• _Data shown_

-- begin --

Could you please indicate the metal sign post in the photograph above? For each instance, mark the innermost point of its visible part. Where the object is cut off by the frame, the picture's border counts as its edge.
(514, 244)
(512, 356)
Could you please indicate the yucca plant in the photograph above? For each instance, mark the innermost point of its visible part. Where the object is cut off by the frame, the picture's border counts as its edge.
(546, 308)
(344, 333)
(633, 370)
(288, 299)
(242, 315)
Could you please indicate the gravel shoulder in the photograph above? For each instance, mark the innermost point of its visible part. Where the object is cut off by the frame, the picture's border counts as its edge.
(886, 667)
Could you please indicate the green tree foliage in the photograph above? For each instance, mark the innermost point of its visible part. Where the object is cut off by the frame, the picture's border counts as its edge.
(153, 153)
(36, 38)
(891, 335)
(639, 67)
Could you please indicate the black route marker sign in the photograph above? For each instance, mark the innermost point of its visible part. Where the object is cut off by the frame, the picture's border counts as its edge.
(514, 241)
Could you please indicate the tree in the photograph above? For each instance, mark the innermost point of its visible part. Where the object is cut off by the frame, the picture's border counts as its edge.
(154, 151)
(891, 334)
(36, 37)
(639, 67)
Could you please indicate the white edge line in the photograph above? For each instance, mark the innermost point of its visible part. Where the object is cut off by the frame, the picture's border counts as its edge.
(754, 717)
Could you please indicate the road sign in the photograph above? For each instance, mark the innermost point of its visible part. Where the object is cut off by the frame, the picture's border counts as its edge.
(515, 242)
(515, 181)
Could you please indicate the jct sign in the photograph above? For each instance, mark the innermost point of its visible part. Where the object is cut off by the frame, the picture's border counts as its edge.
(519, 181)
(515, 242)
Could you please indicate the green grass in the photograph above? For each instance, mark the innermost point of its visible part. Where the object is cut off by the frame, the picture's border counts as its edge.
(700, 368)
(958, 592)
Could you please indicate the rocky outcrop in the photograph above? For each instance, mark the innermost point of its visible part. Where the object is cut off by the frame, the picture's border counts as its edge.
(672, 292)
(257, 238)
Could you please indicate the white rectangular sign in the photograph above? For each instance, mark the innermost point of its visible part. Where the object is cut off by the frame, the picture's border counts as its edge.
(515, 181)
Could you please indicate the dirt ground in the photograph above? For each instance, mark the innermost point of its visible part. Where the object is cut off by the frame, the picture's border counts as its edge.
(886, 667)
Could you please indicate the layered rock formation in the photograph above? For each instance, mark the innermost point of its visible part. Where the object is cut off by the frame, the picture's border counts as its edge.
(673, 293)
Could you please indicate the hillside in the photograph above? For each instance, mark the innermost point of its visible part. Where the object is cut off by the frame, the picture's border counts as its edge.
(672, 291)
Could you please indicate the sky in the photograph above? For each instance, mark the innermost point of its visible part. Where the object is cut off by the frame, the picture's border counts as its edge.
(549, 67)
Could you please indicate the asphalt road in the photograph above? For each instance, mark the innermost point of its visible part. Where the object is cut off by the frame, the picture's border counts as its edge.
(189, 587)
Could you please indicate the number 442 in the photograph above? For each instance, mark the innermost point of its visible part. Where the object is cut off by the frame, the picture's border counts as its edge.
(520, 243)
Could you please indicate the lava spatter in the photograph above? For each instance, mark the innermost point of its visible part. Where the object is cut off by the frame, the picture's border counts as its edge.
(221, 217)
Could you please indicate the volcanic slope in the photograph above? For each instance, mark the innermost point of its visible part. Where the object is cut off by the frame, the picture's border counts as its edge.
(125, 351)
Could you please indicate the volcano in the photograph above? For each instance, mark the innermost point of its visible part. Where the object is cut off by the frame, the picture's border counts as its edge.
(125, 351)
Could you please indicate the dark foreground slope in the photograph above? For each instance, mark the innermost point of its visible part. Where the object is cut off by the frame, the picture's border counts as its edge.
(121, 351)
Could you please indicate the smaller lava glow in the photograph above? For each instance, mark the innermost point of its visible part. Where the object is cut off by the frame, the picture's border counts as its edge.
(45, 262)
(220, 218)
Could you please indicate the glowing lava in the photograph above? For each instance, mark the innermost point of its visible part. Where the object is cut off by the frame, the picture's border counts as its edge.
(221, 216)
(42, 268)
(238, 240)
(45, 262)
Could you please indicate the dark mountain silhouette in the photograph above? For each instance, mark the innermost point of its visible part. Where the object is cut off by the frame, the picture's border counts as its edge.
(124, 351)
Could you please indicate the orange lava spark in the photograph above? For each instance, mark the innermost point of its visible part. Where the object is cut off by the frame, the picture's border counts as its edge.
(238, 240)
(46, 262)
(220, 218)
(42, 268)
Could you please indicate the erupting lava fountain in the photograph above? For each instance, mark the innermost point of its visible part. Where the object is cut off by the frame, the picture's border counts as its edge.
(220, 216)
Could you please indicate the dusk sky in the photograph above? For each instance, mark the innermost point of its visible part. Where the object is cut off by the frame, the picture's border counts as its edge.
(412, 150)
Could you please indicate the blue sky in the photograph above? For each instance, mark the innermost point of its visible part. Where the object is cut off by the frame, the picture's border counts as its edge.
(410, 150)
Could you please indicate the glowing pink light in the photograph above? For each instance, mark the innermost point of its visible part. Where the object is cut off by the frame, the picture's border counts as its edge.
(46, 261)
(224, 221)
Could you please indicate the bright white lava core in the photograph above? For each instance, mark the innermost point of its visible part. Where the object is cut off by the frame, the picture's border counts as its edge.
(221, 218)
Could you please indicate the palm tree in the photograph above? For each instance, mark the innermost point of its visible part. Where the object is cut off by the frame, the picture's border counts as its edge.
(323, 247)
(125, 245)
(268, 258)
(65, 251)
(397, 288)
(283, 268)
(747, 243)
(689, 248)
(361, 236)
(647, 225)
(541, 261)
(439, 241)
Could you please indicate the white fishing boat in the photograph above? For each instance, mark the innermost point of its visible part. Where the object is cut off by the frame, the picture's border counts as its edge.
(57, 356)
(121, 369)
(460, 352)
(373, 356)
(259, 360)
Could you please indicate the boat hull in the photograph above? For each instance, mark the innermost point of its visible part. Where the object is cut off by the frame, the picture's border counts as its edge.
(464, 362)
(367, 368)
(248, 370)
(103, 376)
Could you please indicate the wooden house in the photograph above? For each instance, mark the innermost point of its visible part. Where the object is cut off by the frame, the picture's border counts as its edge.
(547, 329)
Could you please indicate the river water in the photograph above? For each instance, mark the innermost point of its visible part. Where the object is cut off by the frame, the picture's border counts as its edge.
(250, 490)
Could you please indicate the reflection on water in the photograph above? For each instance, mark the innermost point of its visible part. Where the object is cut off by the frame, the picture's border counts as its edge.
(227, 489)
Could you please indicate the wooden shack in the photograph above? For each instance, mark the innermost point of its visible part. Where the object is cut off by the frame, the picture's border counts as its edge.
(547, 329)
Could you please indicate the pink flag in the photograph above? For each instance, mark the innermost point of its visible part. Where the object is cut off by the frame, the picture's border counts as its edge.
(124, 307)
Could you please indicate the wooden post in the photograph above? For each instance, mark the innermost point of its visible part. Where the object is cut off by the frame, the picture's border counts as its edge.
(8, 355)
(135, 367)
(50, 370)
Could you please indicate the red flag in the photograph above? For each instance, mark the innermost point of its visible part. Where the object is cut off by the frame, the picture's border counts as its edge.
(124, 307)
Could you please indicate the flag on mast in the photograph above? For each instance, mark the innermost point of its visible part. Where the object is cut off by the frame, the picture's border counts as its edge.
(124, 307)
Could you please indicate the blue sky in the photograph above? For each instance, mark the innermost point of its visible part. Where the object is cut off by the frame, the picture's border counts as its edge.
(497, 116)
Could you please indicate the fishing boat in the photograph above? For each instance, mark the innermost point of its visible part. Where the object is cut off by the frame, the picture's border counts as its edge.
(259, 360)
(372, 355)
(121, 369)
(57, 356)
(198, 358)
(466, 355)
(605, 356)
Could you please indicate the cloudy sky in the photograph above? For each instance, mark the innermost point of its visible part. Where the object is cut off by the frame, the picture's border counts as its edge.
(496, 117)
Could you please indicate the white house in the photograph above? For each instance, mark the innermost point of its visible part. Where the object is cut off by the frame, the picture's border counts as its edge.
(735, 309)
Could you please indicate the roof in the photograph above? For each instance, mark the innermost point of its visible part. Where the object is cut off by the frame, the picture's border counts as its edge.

-- end --

• _Do this_
Output an exact copy of the lines beginning at the one that holds "Could you please indicate the cloudy" and running through the final line of the records.

• _Correct output_
Could you please indicate the cloudy sky in the photograph above? For each instance, mark the innermost point of its visible part. Where the object is cut off by the frame, the picture's border counts as its edge.
(496, 117)
Could you please indicate the white house in the photograph above? For each instance, mark the innermost point of its visible part. Where the object is cut off by the frame, the picture's border counts as its edge.
(735, 309)
Could you please indicate the roof in the photograph above? For each instance, mark the innermost point of its visible part. Where the object is cut off by the frame, the picture's border counts as its edge.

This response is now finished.